▶ **Aim**
Turn everything in the records below, from the line containing "Tag any visible wire" down to the line containing "338 221 351 236", both lines included, into a numbered list with blank lines left out.

▶ **Entries from an annotation dataset**
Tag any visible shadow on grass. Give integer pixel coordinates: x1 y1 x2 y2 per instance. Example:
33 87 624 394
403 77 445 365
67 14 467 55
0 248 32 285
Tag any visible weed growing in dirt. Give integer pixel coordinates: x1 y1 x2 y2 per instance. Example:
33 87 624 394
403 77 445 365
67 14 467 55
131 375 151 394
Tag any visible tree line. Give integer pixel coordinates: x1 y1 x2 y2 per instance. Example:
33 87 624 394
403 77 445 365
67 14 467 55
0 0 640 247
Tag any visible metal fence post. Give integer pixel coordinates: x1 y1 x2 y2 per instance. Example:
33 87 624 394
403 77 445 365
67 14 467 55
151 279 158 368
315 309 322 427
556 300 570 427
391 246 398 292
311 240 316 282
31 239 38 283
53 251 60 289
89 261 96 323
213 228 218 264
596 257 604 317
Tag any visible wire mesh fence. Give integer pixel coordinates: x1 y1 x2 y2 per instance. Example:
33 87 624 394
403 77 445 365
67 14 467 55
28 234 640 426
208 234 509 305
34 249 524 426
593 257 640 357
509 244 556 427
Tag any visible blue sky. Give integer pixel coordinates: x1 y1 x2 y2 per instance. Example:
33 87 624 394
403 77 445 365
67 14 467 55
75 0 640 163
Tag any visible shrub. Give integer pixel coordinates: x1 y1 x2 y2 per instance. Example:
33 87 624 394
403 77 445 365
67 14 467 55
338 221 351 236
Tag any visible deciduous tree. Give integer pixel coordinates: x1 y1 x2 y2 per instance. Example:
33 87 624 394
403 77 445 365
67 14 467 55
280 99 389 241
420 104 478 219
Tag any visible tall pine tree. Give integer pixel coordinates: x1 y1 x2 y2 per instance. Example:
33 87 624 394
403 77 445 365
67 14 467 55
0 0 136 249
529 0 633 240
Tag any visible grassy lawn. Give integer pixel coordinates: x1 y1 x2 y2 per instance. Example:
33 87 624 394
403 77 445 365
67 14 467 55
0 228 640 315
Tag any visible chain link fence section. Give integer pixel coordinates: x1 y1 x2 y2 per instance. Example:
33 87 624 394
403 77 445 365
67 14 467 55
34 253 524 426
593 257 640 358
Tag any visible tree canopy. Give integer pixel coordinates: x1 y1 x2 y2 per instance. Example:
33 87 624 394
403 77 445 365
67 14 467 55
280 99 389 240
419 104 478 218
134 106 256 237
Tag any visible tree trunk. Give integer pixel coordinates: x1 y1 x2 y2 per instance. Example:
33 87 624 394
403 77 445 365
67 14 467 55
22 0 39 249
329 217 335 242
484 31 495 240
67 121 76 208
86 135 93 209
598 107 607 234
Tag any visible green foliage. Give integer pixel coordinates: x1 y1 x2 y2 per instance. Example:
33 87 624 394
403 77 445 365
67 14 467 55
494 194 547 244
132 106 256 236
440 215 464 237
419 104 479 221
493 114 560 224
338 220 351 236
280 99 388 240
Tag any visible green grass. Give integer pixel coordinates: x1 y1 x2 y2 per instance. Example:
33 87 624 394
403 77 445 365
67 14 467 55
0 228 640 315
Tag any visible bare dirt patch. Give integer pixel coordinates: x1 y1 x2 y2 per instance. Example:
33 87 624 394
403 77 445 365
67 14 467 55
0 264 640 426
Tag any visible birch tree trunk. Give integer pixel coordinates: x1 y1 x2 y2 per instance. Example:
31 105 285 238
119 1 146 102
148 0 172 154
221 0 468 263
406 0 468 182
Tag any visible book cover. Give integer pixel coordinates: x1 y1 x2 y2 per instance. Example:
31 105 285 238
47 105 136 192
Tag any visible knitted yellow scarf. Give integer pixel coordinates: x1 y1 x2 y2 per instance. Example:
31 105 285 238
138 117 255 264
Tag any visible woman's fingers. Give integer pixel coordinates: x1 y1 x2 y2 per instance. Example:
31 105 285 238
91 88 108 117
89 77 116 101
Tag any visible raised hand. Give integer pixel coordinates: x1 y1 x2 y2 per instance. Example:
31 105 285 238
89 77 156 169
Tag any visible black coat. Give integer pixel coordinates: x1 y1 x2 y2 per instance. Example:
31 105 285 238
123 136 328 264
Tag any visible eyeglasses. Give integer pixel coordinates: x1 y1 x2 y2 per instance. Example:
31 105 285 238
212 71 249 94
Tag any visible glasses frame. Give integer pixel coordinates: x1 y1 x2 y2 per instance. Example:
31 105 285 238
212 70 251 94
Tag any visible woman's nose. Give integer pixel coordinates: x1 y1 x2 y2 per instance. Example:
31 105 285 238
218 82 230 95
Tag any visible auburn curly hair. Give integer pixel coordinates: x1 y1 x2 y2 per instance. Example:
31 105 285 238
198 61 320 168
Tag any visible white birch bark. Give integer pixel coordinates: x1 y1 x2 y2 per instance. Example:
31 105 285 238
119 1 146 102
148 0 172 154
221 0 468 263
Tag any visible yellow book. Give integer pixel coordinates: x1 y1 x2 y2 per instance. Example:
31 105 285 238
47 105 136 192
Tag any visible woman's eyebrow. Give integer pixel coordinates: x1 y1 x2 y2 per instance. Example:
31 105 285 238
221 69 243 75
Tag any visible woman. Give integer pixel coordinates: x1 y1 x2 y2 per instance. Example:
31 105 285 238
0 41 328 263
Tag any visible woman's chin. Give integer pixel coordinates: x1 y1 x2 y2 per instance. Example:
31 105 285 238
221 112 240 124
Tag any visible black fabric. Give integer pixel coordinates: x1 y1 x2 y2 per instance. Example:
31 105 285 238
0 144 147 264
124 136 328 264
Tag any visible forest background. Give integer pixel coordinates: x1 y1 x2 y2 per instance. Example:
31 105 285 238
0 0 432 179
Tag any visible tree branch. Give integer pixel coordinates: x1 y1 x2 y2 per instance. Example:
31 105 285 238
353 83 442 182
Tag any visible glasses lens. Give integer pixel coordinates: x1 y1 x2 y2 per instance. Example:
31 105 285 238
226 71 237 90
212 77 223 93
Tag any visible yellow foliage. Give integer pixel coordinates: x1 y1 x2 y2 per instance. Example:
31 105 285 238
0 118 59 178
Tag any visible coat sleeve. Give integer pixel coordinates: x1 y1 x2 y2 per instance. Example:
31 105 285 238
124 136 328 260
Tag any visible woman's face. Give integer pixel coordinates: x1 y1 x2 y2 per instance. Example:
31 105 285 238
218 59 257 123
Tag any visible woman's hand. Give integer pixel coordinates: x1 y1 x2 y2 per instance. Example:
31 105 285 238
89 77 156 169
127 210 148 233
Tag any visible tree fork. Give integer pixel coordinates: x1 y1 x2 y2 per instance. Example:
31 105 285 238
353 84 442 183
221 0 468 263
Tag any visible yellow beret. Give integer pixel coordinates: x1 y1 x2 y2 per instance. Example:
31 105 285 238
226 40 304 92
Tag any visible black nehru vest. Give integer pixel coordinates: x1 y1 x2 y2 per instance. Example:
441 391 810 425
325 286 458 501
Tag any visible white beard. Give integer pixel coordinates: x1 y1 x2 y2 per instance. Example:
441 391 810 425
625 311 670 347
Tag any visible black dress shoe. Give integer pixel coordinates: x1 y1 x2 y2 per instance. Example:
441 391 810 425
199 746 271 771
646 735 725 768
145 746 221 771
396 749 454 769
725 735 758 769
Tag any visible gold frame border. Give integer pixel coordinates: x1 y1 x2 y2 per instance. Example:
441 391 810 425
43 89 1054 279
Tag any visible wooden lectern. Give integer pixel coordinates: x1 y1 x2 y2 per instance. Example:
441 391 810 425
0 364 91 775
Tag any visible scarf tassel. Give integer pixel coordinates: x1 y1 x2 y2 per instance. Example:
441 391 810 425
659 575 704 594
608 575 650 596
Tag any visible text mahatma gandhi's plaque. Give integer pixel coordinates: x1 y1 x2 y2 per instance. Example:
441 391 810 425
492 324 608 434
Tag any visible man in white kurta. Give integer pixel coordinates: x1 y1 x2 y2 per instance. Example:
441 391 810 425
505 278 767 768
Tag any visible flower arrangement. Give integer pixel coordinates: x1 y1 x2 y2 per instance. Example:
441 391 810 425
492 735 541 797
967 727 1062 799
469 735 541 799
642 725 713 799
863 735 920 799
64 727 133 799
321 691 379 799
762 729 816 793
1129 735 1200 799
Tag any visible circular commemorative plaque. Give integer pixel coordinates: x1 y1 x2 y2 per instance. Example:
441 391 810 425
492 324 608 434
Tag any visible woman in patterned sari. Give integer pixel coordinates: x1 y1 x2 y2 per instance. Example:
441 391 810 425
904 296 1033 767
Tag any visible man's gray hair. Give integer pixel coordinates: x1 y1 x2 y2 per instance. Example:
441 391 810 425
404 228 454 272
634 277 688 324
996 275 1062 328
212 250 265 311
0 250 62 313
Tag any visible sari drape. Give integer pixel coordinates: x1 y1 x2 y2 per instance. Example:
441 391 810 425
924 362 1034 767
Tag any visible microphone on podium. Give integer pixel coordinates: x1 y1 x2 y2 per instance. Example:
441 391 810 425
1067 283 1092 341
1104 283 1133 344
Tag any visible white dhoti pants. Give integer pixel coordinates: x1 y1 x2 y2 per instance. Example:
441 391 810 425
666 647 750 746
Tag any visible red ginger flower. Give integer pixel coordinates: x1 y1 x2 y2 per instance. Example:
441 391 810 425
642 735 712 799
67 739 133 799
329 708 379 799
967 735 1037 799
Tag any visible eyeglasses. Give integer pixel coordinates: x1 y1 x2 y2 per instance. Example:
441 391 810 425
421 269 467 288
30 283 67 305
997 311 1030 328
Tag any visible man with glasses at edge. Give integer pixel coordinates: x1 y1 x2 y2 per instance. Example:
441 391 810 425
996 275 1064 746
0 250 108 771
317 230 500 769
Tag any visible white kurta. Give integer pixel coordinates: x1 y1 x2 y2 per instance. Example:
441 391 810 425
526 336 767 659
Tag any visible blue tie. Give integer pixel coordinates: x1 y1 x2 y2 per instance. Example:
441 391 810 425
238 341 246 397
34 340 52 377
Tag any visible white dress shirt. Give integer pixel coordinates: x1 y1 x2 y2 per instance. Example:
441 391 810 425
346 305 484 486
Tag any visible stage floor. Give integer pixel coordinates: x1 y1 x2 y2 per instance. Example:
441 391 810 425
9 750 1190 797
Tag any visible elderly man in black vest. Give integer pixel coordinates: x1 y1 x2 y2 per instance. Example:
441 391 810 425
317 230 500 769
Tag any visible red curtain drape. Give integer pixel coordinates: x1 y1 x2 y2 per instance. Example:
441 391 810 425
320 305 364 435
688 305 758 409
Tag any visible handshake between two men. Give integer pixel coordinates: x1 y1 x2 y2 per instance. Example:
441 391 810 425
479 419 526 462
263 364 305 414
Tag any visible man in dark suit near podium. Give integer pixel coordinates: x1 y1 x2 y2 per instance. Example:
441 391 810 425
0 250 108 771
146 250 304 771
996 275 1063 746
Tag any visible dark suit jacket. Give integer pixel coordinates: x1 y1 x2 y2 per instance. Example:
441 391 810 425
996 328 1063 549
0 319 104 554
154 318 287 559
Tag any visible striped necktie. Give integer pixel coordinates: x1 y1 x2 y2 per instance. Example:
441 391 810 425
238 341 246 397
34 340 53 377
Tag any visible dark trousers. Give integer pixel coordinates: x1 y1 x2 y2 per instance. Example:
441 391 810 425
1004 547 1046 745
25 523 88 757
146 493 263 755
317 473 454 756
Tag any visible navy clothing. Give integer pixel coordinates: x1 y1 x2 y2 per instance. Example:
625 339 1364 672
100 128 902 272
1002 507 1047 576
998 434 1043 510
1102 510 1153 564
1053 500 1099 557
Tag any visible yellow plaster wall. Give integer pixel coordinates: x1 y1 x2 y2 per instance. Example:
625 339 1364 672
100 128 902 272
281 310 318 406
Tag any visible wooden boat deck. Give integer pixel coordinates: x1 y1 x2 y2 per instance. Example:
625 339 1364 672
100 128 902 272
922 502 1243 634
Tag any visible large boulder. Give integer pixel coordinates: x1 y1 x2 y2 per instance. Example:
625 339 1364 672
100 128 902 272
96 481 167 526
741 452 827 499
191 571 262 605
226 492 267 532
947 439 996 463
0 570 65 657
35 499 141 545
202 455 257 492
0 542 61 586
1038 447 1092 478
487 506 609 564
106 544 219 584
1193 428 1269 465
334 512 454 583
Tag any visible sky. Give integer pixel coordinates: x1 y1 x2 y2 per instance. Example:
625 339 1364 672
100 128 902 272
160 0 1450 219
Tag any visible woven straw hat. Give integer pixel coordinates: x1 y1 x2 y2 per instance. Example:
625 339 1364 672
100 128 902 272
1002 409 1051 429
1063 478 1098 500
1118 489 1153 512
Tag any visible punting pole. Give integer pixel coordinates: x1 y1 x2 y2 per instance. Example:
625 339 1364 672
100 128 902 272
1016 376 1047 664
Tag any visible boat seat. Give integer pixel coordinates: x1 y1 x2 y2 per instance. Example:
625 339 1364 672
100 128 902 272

▶ **Solution**
1. Tag any visible wire mesh fence. Give integer pixel coordinates: x1 y1 x2 y2 per instance. Example:
2. 33 87 624 394
3. 403 77 445 365
4. 67 14 467 55
5. 28 234 640 426
6. 208 234 509 305
7. 34 249 524 426
8. 593 257 640 357
9. 509 244 556 427
10. Tag any visible blue sky. Give integer pixel coordinates: x1 y1 x2 y2 per instance. Example:
11. 33 87 624 394
12. 403 77 445 365
13. 67 14 467 55
14. 75 0 640 163
15. Tag any visible shrub. Give integer pixel coordinates: x1 y1 x2 y2 per instance. Example:
16. 33 87 624 394
17. 403 77 445 365
18. 67 14 467 55
19. 338 221 351 236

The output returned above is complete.